> _Problem statement_: Whichever lines include the word "instance", copy them as they appear in the data.

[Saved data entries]

Start of Block

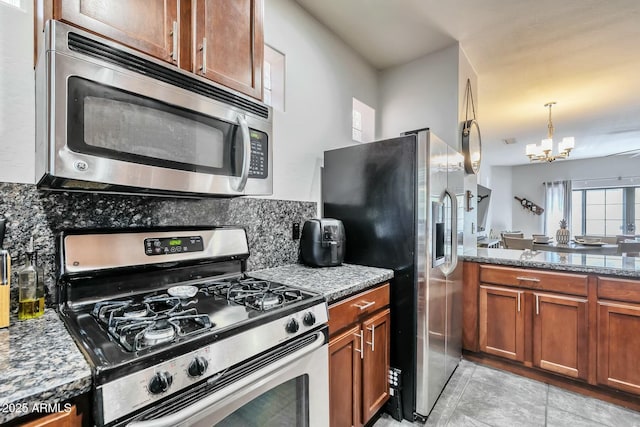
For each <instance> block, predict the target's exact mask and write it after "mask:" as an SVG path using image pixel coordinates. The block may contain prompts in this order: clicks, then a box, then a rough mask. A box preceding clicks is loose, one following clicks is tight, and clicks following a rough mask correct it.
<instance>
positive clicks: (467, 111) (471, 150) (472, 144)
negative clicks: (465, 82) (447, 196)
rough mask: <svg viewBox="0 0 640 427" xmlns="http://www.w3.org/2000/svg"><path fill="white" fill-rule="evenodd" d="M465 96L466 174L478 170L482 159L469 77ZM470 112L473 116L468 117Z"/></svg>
mask: <svg viewBox="0 0 640 427" xmlns="http://www.w3.org/2000/svg"><path fill="white" fill-rule="evenodd" d="M465 98H466V100H465V102H466V108H465V110H466V111H465V118H464V123H463V124H462V154H464V170H465V172H467V173H468V174H476V173H478V171H479V170H480V161H481V160H482V142H481V138H480V127H479V126H478V121H477V120H476V107H475V105H474V103H473V93H472V92H471V80H469V79H467V90H466V94H465ZM470 110H471V111H470ZM470 112H471V113H472V114H473V118H470V117H469V113H470Z"/></svg>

End of Block

> _Solved problem_:
For each <instance> block, predict the target's exact mask and write it after "mask:" as an SVG path using image pixel coordinates. The block may contain prompts in this order: clicks, then a box, then a rough mask. A box preceding clicks is loose, one following clicks is tight, and clicks following a rough mask correct it.
<instance>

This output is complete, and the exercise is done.